Extracted data entries
★ ★ ★ ★
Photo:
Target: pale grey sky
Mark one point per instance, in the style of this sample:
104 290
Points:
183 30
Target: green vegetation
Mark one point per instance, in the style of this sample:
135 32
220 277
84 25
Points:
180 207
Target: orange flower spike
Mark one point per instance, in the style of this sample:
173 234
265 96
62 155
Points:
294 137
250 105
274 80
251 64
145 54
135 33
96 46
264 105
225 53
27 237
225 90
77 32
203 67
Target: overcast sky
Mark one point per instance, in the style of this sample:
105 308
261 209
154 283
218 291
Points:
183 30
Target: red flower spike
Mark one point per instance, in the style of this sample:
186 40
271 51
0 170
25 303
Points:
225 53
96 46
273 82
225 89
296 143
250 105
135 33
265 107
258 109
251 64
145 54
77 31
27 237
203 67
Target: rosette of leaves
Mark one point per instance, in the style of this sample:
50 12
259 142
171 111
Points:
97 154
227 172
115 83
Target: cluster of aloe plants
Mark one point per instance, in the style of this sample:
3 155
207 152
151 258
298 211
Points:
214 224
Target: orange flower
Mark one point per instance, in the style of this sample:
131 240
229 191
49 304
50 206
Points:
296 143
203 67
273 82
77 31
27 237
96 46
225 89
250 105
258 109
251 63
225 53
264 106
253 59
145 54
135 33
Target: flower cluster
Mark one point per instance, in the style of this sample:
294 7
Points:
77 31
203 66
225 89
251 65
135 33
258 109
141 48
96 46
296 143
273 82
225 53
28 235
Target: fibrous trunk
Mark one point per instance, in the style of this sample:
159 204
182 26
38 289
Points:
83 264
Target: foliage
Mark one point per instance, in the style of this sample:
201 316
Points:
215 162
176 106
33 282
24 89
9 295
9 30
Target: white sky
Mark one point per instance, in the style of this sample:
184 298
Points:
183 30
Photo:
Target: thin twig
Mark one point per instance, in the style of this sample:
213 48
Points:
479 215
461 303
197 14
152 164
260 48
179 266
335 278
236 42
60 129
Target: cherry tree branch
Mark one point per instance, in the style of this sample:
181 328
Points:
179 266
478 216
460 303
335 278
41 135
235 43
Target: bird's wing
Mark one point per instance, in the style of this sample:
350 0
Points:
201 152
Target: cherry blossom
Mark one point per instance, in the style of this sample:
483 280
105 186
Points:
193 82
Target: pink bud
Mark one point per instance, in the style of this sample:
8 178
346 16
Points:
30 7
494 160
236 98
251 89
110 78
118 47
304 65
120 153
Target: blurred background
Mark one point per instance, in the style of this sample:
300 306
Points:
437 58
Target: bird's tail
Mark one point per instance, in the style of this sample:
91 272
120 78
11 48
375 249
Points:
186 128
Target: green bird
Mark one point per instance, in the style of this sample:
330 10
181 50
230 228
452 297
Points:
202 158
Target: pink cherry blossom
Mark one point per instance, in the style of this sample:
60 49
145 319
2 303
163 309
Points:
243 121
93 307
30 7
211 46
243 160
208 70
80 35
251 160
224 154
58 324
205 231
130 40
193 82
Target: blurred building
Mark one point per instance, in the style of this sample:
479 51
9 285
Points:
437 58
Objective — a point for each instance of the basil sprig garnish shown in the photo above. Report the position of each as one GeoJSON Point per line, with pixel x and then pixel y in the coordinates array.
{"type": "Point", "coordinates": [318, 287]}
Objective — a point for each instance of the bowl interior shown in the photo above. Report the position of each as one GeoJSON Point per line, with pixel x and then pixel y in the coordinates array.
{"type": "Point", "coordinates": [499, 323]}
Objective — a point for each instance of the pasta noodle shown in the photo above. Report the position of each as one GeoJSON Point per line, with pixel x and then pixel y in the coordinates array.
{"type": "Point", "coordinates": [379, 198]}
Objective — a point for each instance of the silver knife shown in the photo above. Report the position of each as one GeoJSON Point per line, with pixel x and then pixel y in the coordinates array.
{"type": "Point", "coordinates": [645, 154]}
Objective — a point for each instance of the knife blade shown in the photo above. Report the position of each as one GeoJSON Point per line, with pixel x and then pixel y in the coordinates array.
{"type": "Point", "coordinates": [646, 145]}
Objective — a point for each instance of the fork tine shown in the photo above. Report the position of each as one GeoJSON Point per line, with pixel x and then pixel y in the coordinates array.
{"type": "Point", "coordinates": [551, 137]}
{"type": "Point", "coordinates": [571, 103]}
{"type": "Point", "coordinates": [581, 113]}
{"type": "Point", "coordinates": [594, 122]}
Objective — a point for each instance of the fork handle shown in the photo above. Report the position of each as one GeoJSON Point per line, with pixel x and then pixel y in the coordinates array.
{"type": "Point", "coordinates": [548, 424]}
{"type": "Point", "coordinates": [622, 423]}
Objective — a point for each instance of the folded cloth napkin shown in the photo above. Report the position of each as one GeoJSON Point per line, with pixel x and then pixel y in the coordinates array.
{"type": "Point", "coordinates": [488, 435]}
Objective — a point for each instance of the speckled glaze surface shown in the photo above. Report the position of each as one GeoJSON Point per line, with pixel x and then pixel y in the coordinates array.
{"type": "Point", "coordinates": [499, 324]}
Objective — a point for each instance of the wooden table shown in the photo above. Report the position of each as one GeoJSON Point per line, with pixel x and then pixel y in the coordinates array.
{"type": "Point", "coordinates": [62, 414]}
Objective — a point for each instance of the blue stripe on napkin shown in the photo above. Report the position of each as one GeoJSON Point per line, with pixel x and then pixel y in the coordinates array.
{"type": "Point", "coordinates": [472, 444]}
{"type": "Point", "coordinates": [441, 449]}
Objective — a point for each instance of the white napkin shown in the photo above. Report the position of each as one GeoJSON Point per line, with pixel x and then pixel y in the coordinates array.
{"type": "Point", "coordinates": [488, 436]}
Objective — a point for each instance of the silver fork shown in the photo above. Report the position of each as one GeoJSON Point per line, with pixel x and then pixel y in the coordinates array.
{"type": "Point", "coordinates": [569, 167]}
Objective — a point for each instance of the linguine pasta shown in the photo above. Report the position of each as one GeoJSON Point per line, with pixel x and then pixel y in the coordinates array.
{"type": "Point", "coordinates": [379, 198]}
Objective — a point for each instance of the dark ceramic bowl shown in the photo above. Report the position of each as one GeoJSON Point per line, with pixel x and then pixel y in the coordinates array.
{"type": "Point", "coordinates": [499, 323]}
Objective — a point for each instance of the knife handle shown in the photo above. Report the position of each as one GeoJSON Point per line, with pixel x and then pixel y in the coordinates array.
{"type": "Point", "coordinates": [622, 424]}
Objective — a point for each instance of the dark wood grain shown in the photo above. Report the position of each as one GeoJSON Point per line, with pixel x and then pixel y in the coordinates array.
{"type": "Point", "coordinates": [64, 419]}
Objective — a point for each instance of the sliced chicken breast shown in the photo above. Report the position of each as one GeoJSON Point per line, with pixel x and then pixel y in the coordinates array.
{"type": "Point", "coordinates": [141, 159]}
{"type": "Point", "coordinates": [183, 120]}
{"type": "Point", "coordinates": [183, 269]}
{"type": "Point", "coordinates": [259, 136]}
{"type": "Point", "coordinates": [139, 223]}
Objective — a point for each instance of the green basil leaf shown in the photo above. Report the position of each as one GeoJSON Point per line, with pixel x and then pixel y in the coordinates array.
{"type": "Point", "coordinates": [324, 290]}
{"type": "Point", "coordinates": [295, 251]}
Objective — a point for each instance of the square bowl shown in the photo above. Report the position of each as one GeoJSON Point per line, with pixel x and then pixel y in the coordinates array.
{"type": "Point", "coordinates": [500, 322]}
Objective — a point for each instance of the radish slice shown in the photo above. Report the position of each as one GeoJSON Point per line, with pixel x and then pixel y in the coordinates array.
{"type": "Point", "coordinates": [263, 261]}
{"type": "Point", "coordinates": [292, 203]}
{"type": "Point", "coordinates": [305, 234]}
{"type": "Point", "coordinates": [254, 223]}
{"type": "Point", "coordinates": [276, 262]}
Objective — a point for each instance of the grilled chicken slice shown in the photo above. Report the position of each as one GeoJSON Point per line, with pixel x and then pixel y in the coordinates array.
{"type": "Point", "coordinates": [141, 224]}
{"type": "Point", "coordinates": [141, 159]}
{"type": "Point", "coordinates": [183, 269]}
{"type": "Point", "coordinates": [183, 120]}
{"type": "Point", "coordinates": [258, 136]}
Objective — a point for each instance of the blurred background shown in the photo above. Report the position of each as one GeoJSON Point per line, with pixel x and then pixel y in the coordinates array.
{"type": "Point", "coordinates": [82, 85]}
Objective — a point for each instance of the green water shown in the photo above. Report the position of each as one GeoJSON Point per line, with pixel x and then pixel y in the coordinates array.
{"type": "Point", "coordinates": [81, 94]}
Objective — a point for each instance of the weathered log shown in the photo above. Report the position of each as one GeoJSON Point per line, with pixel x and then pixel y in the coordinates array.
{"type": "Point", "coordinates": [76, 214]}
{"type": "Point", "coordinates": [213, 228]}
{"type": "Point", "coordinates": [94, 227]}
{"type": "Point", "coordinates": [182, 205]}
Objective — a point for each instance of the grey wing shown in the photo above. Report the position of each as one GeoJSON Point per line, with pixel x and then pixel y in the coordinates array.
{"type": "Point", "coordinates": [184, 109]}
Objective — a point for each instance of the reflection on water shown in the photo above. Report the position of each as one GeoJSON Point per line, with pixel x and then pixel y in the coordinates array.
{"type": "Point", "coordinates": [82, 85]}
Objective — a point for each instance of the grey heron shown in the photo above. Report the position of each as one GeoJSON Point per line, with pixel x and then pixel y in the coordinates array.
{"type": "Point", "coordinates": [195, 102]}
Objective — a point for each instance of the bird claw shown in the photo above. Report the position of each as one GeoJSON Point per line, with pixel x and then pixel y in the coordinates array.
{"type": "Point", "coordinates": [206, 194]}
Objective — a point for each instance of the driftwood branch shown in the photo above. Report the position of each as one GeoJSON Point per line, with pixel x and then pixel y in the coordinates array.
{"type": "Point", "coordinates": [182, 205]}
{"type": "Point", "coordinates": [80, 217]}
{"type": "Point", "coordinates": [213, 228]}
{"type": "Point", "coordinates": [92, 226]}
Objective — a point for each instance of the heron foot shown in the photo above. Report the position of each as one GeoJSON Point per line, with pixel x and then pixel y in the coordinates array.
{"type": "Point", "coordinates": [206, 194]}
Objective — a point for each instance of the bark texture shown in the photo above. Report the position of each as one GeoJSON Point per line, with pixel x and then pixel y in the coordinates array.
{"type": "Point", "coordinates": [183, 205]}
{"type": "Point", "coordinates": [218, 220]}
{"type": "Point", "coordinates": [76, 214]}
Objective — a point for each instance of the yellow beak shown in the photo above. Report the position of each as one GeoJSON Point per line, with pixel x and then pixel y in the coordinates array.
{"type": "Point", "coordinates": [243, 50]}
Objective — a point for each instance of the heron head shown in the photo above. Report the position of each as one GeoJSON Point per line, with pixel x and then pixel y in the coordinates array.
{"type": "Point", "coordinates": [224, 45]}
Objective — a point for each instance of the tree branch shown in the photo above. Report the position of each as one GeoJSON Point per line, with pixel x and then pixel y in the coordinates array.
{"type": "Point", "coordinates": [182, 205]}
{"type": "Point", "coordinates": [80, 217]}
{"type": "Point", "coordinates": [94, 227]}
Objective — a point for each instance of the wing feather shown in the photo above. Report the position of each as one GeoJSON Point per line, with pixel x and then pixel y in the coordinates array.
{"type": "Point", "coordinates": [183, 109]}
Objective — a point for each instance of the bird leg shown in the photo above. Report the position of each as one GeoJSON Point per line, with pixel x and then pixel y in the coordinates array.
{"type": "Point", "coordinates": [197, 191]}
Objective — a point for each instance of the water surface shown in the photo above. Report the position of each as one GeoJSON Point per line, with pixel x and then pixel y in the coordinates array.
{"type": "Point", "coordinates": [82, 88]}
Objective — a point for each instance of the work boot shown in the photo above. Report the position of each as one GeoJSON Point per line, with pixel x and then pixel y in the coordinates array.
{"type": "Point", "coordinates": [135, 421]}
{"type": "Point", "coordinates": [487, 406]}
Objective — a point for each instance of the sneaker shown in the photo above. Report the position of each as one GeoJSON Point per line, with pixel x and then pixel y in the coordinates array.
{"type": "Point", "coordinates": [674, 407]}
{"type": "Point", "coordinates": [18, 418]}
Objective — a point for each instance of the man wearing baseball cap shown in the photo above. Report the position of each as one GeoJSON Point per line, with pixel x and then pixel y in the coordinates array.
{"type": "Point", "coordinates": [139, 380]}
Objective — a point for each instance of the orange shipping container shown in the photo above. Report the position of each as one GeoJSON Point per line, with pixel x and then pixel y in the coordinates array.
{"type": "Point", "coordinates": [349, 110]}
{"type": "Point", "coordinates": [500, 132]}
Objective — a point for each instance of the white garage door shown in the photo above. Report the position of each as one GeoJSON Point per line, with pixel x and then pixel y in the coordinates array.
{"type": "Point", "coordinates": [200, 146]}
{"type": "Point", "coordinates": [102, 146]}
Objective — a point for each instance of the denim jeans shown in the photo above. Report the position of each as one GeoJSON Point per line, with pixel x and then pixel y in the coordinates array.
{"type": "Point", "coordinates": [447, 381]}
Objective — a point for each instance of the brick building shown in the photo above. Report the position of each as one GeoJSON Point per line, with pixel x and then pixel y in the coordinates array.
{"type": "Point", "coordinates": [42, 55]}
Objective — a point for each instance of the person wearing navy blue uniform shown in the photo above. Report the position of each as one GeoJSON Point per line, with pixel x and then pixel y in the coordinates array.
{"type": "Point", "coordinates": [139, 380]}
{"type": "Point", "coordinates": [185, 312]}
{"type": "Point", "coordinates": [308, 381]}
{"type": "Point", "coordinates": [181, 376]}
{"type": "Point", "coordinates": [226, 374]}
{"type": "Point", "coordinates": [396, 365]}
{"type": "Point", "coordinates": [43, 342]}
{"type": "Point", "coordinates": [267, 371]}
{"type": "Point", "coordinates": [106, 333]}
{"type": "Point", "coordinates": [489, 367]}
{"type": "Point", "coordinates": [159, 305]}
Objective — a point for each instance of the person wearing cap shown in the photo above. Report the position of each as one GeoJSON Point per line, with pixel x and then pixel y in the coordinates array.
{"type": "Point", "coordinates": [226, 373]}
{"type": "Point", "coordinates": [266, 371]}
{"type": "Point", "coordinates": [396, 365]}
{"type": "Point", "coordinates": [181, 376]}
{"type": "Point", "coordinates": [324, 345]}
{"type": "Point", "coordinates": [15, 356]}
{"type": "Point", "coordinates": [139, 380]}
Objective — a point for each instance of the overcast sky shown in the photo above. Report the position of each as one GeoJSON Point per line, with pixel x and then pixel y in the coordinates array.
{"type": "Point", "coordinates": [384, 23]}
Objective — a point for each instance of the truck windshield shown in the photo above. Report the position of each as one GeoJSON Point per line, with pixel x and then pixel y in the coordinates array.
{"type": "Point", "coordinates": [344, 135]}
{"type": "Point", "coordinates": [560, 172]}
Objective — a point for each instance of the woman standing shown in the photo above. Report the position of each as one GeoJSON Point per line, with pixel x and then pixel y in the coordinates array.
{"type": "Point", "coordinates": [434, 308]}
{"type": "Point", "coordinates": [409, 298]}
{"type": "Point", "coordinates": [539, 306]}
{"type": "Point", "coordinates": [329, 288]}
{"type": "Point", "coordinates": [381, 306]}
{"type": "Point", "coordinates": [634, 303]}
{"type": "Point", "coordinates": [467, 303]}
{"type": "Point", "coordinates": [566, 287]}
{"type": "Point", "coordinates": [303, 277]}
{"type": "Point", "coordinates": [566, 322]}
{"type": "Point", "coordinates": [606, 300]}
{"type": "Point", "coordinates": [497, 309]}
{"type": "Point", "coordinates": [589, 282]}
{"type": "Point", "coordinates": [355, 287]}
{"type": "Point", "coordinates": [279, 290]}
★ ★ ★ ★
#### What this task involves
When you reach the line containing "Target: flower cluster" in the data above, start copying exactly, and stop after the line containing "Target: pink bud".

#### Expected answer
Target: flower cluster
Mark one point per instance, in the style of this sample:
294 7
Points:
77 31
203 66
225 89
251 65
135 33
258 109
141 48
96 46
296 143
273 82
225 53
28 235
Target: fibrous trunk
Mark one point per instance, in the style of this sample:
159 204
182 26
38 289
Points:
83 264
Target: foliage
Mark one point per instance, in the style of this sample:
201 316
Points:
215 162
176 106
33 282
24 89
9 295
9 30
Target: white sky
Mark one point per instance, in the style of this sample:
184 298
Points:
183 30
Photo:
Target: thin twig
Mark one point per instance, in the style of this sample:
213 48
Points:
479 215
461 303
197 14
152 164
260 48
179 266
335 278
236 42
60 129
Target: cherry tree branch
Mark one point per instance, in the style of this sample:
181 328
Points:
179 266
478 216
460 303
335 278
41 135
235 43
Target: bird's wing
Mark one point per instance, in the style of this sample:
350 0
Points:
201 152
Target: cherry blossom
Mark one point per instance, in the style of this sample:
483 280
105 186
Points:
193 82
Target: pink bud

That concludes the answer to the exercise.